* **GOAL**
Reproduce the items verbatim, beginning at the line that contains "Outline any blue jeans you see." and ending with the final line of the items.

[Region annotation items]
■ ■ ■ ■ ■ ■ ■

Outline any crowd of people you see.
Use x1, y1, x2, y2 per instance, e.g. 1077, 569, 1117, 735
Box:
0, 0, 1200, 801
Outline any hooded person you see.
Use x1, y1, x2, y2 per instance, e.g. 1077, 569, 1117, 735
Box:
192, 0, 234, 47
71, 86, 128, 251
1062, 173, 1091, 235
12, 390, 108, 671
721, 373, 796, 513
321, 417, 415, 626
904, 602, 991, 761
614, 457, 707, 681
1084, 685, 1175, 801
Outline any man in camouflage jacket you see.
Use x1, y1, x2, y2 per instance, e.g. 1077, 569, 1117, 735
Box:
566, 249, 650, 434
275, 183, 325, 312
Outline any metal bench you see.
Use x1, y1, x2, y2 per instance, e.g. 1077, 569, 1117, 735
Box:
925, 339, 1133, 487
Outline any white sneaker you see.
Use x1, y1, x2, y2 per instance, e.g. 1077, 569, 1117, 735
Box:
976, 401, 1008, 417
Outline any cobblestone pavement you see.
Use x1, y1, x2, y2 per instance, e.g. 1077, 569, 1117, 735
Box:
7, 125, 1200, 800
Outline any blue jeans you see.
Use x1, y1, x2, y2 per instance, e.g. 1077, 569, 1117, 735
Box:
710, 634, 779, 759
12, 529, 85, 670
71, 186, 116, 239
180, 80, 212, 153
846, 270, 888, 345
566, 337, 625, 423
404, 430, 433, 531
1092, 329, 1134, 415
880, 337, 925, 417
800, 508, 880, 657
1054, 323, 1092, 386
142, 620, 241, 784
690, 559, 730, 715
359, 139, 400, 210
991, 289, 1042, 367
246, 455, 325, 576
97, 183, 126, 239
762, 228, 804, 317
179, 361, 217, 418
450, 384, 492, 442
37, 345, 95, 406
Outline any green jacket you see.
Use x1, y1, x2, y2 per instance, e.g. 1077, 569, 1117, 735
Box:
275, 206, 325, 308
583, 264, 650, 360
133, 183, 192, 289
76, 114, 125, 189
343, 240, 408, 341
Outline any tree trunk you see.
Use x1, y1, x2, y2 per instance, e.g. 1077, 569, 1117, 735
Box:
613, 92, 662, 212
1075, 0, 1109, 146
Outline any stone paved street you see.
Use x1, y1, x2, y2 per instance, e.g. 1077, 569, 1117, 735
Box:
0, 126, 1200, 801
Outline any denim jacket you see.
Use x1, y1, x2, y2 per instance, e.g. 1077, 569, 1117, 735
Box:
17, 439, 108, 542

■ ■ ■ ■ ■ ■ ■

* **FINISHED ANSWER**
Outline any blue jeans you see.
Use x1, y1, x2, y2 per instance, e.g. 1077, 569, 1117, 735
Box:
710, 634, 779, 759
12, 529, 85, 670
71, 186, 116, 239
180, 80, 212, 153
846, 270, 888, 345
566, 337, 625, 423
404, 430, 433, 531
1092, 329, 1134, 415
880, 337, 925, 417
800, 508, 880, 657
1054, 323, 1092, 386
142, 620, 241, 784
690, 559, 730, 715
359, 139, 400, 210
991, 289, 1042, 367
246, 455, 325, 576
97, 183, 126, 239
762, 228, 804, 317
179, 361, 217, 418
450, 384, 492, 442
37, 345, 95, 406
Outline any green jacket you see.
Use x1, y1, x2, y2 per instance, e.g. 1077, 569, 1117, 735
Box:
275, 206, 325, 308
583, 264, 650, 360
133, 183, 192, 289
76, 114, 125, 189
343, 240, 408, 341
Outline any tree trunk you see.
Use x1, y1, x2, y2 per instance, e.g. 1077, 569, 1117, 735
Box:
613, 92, 662, 212
1075, 0, 1109, 146
Outline any stone paved street you see.
Use x1, y1, x2, y2 per instance, e.g. 1077, 569, 1117, 735
Box:
0, 126, 1200, 801
Outline any denim jacket you see.
Use x1, y1, x2, y2 per instance, e.g. 1077, 569, 1117, 735
Box:
17, 439, 108, 542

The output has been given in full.